According to the account of the Guinness Storehouse tour, where and when did Guinness originate?

-- begin Source passage --

You may also remember the wonder, enthusiasm and general mania that surrounded the children when the doors of the factory were swung wide, exposing the group to all the magical mysteries that lie within.

Rekindled those memories?  Good.  Now perhaps you'll understand how this foursome felt on the morning when we got to tour the fabled Guinness Storehouse in Dublin.

You can practically see us all channeling our inner Augustus Gloop outside the doors, just waiting for our chance to fall into the chocolate river.

Guinness is a stout that originated in the brewery of Arthur Guinness at St. James's Gate, Dublin, in the 18th century. It's become synonymous with Irish pubs, and indeed, Irish drinkers in general.
Nearly a century ago, in addition to touting its health benefits, an advertising campaign was launched pronouncing that every day was a "Lovely Day for a Guinness."
So, not surprisingly, all of the floors of the factory tour are papered with various iterations of the ad campaign, with the slogan front and center on tee-shirts, bar signs, kitchen accessories and socks, among a plethora of souvenirs.
Just as the self-guided tour began, we were able to pose before the fabled gates of Wonka's factory.
Was it a coincidence to discover a Spence of Dublin commemorative marker on the tour?  I think not.
Raw Power or The Roar of Raw Noise.  You make the call.
On to the samples segment of the tour- served up in tiny shot glasses.
 My fellow U2 fans will recognize the Tryin' to Throw Your Arms Around the World lyrics that accompany this particular piece of abstract art, also part of Guinness' advertising legacy.
Finally, it was on to one of the most critical events of our Ireland sojourn.  The art of learning how to correctly pour a Guinness.  At the end of our class, diplomas/certificates await!
Our pourmeister was Philip who painstakingly and passionately explained the art of pouring to his rapt students.
One of the necessary steps is inspecting your glass before pouring.  My eagle-eyed wife found stains upon her glass, so she got extra brownie points for her sharp inspection.

-- end Source passage --
-- begin Data entries --

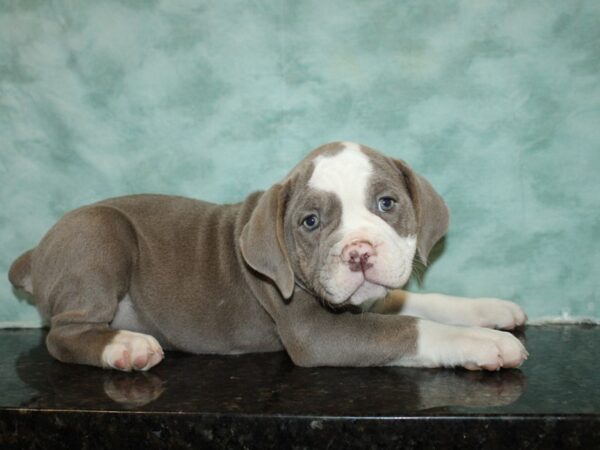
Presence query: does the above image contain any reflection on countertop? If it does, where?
[0,325,600,447]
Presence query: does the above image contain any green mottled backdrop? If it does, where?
[0,0,600,324]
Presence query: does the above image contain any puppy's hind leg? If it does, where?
[32,206,164,371]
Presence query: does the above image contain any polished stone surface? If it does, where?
[0,325,600,448]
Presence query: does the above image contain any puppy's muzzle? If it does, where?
[342,240,376,272]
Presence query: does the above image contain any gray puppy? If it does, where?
[9,143,527,370]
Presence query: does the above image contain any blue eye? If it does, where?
[302,214,320,231]
[377,197,396,212]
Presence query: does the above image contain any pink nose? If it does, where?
[342,241,375,272]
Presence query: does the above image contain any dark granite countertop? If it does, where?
[0,325,600,449]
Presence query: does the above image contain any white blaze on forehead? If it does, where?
[308,143,373,222]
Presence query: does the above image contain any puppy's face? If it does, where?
[240,143,449,305]
[284,144,417,305]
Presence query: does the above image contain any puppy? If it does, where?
[9,143,527,371]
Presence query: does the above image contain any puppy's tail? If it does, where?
[8,249,34,294]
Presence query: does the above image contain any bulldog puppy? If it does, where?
[9,143,527,371]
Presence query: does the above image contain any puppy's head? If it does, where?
[241,143,449,305]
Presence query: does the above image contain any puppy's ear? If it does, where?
[240,183,294,299]
[393,159,450,264]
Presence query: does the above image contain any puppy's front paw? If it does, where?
[404,320,528,370]
[102,330,165,372]
[469,298,527,330]
[455,328,529,370]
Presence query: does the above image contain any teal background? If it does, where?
[0,0,600,325]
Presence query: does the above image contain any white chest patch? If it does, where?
[308,143,373,227]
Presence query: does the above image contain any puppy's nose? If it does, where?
[342,241,375,272]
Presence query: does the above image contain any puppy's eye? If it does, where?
[377,197,396,212]
[302,214,320,231]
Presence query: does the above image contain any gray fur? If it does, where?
[9,143,448,366]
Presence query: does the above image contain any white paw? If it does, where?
[394,320,529,370]
[455,328,529,370]
[467,298,527,330]
[102,330,165,372]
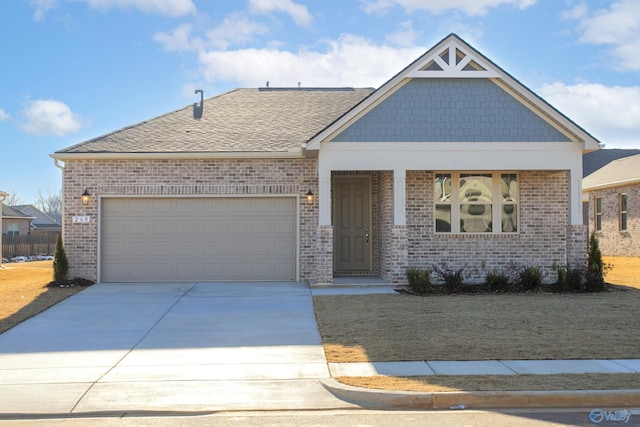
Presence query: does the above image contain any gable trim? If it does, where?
[307,34,600,152]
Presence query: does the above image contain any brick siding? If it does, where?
[62,159,318,280]
[407,171,586,280]
[588,184,640,257]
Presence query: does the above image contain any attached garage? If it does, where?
[100,197,297,282]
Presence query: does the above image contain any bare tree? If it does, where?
[36,187,62,222]
[3,191,20,206]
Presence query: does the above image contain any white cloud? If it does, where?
[21,99,82,136]
[360,0,538,15]
[249,0,313,27]
[207,13,269,49]
[84,0,196,17]
[539,83,640,148]
[153,24,202,51]
[564,0,640,70]
[31,0,196,21]
[31,0,58,21]
[387,21,419,46]
[199,35,424,87]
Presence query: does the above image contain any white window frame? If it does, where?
[594,197,602,231]
[7,222,20,236]
[431,171,522,236]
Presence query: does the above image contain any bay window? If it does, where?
[434,172,520,234]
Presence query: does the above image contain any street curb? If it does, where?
[320,378,640,409]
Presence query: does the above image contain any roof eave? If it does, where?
[49,149,305,161]
[307,34,600,153]
[582,178,640,191]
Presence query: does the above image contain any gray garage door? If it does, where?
[100,197,297,282]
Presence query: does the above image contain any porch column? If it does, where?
[318,170,331,226]
[390,169,409,285]
[393,169,407,226]
[566,166,589,265]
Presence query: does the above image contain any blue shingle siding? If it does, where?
[335,79,569,142]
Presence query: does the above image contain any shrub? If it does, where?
[585,233,612,292]
[518,267,542,292]
[556,265,587,292]
[484,270,511,292]
[433,264,466,294]
[407,267,432,295]
[53,236,69,284]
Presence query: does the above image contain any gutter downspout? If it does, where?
[53,158,65,244]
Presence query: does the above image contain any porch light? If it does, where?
[81,188,91,205]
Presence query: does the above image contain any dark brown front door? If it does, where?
[333,177,371,273]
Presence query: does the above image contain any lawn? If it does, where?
[0,261,83,333]
[314,258,640,391]
[0,257,640,391]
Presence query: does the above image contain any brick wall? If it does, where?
[589,184,640,257]
[407,171,568,280]
[62,159,318,280]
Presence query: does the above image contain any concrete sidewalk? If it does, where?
[0,283,640,418]
[0,283,360,417]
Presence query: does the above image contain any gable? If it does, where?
[333,78,569,142]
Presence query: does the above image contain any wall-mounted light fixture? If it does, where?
[81,188,91,205]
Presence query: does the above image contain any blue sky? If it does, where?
[0,0,640,203]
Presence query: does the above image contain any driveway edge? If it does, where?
[321,378,640,409]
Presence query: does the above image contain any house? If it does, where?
[2,204,34,236]
[51,34,599,284]
[582,154,640,257]
[13,205,62,236]
[582,148,640,230]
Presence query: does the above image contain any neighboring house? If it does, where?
[51,34,599,283]
[582,154,640,257]
[2,204,34,236]
[582,148,640,230]
[12,205,62,235]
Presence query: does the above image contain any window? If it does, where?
[7,223,20,236]
[434,173,520,233]
[620,194,627,231]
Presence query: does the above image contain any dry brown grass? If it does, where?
[0,261,82,333]
[314,257,640,391]
[602,257,640,289]
[337,374,640,392]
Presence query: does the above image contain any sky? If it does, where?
[0,0,640,204]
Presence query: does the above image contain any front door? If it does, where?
[333,177,371,274]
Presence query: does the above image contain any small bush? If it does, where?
[556,266,586,292]
[484,270,511,293]
[53,236,69,284]
[433,264,466,294]
[407,268,432,295]
[585,233,612,292]
[518,267,542,292]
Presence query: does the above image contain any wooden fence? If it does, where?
[2,233,60,258]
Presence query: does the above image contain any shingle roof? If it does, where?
[582,154,640,190]
[2,204,33,219]
[582,148,640,178]
[56,88,373,154]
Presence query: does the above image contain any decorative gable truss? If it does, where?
[406,39,500,79]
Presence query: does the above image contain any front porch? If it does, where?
[314,171,408,286]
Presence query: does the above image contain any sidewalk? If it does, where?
[0,283,640,419]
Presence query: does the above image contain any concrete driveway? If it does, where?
[0,283,353,415]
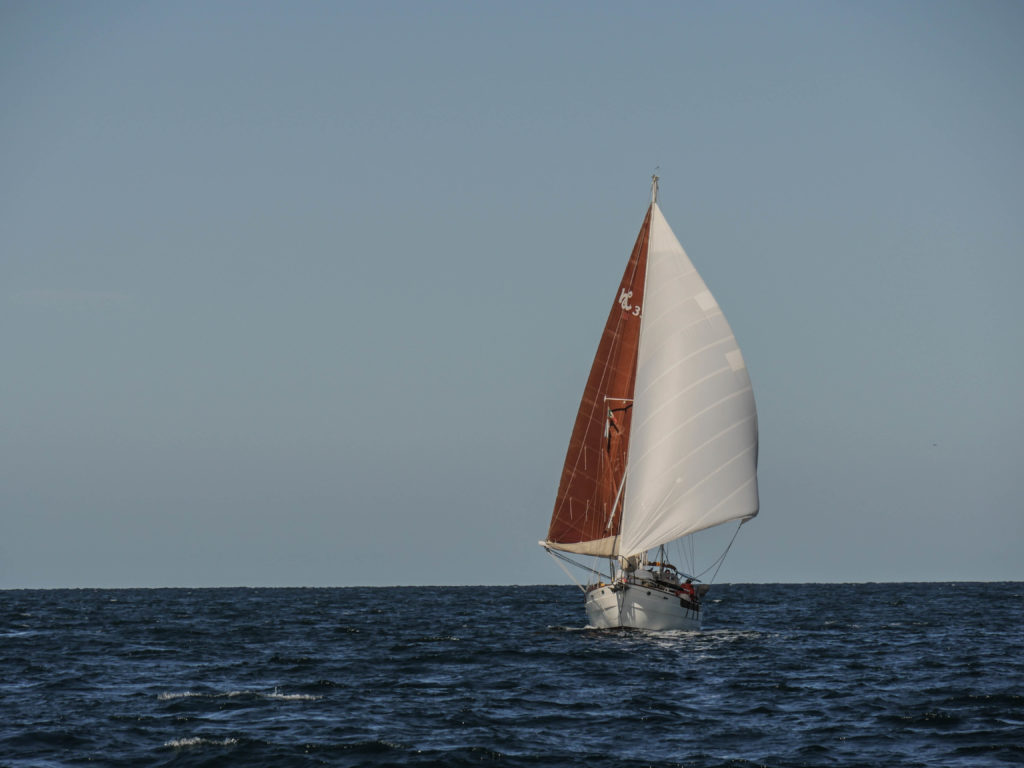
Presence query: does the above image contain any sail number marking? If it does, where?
[618,288,640,317]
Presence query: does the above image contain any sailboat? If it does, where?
[540,175,759,630]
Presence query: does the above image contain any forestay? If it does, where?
[618,203,758,555]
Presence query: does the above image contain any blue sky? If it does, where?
[0,2,1024,588]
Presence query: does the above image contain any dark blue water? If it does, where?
[0,584,1024,767]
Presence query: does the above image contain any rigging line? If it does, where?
[544,547,604,592]
[697,520,746,584]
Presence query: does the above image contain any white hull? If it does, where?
[585,583,700,631]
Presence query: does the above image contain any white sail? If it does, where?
[620,203,758,555]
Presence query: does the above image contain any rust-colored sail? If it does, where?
[544,209,651,555]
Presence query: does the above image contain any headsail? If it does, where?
[620,203,758,555]
[543,209,651,555]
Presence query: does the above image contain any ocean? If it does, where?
[0,583,1024,768]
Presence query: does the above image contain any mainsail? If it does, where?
[543,183,758,556]
[544,210,651,555]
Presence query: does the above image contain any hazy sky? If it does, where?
[0,0,1024,588]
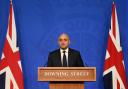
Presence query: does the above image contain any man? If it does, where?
[47,33,84,67]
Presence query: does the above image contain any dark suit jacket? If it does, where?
[47,48,84,67]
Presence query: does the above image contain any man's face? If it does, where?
[58,34,70,49]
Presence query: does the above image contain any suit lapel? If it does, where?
[68,48,72,67]
[57,49,62,66]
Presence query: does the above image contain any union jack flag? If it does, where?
[103,4,128,89]
[0,2,24,89]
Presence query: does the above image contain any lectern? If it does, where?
[38,67,96,89]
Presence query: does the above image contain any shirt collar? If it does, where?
[60,48,69,53]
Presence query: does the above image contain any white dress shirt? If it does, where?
[60,48,69,66]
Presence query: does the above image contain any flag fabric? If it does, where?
[0,2,24,89]
[0,0,128,89]
[103,4,128,89]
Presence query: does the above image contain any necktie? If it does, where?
[63,51,67,67]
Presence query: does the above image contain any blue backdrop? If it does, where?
[0,0,128,89]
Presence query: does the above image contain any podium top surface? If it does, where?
[38,67,96,81]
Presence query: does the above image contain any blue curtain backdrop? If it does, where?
[0,0,128,89]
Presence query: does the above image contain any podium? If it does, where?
[38,67,96,89]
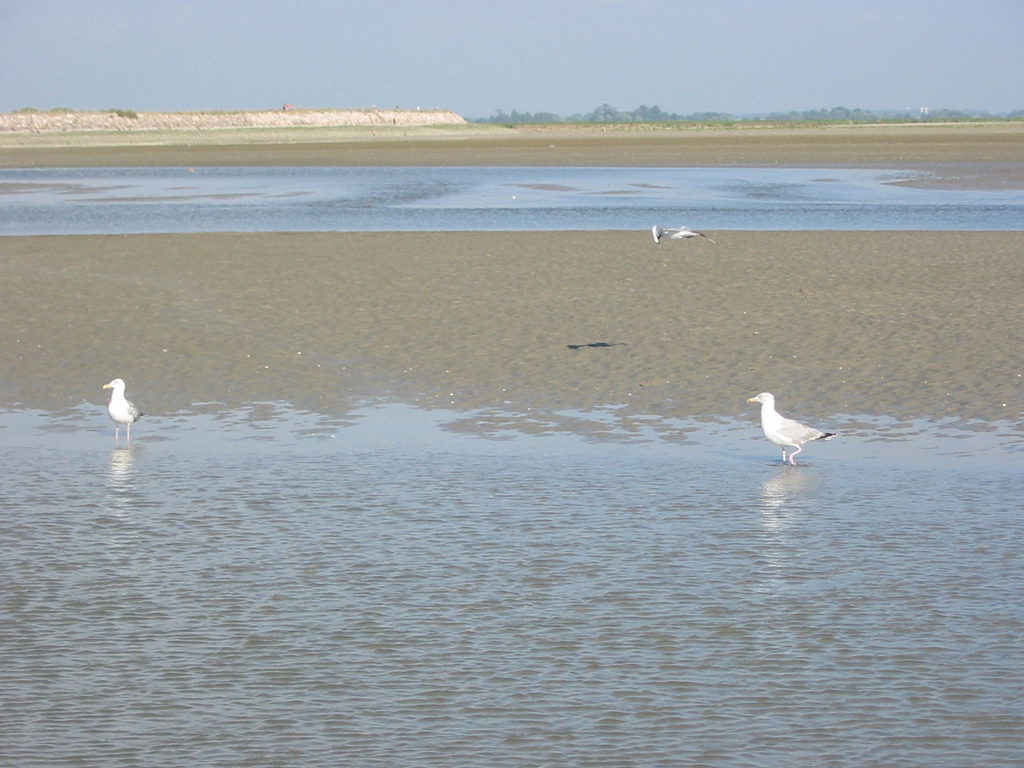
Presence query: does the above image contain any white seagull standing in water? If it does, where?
[746,392,836,466]
[103,379,142,442]
[650,224,715,243]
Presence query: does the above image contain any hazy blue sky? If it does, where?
[0,0,1024,118]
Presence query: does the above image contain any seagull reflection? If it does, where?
[761,467,811,527]
[106,447,135,512]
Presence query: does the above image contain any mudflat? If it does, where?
[0,231,1024,430]
[0,123,1024,430]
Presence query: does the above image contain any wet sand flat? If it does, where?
[6,122,1024,188]
[0,231,1024,429]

-- end Data entries --

→ **Exercise result**: In the brewery of Arthur Guinness at St. James's Gate, Dublin, in the 18th century.